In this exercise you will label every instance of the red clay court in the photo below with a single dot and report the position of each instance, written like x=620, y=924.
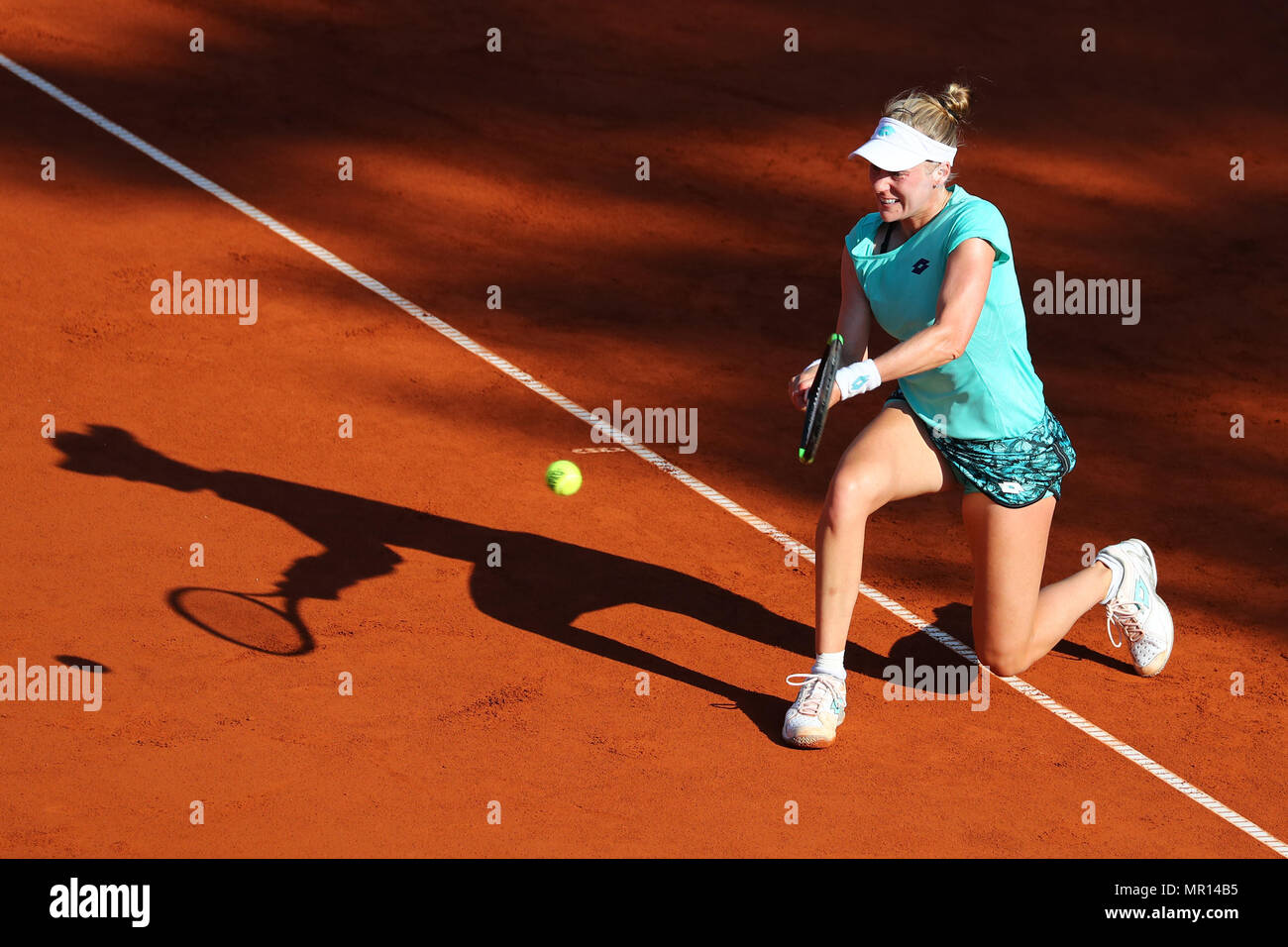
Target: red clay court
x=514, y=686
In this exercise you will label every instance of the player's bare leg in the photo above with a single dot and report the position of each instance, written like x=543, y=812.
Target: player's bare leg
x=892, y=459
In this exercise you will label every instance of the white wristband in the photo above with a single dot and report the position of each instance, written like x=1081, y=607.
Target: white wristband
x=858, y=377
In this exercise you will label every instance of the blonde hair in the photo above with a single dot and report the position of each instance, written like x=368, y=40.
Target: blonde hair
x=936, y=115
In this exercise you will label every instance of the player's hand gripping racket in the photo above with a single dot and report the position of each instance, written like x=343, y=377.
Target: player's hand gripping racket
x=819, y=398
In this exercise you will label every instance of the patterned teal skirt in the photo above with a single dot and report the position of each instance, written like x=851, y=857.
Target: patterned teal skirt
x=1012, y=471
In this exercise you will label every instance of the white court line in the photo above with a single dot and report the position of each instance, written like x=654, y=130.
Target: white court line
x=645, y=454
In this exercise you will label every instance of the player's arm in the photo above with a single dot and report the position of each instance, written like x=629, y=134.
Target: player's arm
x=854, y=325
x=961, y=300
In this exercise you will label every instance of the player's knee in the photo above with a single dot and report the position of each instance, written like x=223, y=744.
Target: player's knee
x=853, y=497
x=1004, y=661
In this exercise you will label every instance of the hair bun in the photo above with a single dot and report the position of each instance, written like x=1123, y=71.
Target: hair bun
x=956, y=101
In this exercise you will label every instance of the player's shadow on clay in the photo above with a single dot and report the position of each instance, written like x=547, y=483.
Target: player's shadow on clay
x=542, y=585
x=918, y=650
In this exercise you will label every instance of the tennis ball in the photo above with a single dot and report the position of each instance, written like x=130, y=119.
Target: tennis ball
x=563, y=476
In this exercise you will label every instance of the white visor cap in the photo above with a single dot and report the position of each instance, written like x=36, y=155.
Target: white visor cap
x=897, y=147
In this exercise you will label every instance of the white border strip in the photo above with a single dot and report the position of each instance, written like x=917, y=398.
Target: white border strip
x=643, y=453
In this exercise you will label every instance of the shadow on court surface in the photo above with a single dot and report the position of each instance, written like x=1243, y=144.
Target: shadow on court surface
x=544, y=585
x=954, y=618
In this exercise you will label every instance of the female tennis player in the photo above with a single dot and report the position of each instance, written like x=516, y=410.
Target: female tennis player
x=934, y=266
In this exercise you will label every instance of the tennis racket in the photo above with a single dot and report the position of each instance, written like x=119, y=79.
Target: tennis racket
x=819, y=397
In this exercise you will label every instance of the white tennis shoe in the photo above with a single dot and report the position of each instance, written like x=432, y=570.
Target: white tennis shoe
x=1136, y=608
x=818, y=710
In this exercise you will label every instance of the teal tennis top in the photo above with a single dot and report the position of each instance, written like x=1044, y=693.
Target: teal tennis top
x=991, y=390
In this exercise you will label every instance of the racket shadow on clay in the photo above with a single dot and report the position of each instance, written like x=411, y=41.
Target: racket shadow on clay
x=542, y=587
x=245, y=618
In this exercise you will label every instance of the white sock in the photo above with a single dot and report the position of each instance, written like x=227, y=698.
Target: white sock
x=829, y=663
x=1117, y=569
————
> Your objective:
Please format the stretch of the material from the line containing "like x=543, y=812." through the line containing "x=892, y=459" as a numbered list, omitting any blank lines.

> Result of this task:
1. In this exercise you will label every instance of the player's bare leg in the photo above with a single dot and report the position of each instance, written like x=543, y=812.
2. Target: player's bare leg
3. x=892, y=459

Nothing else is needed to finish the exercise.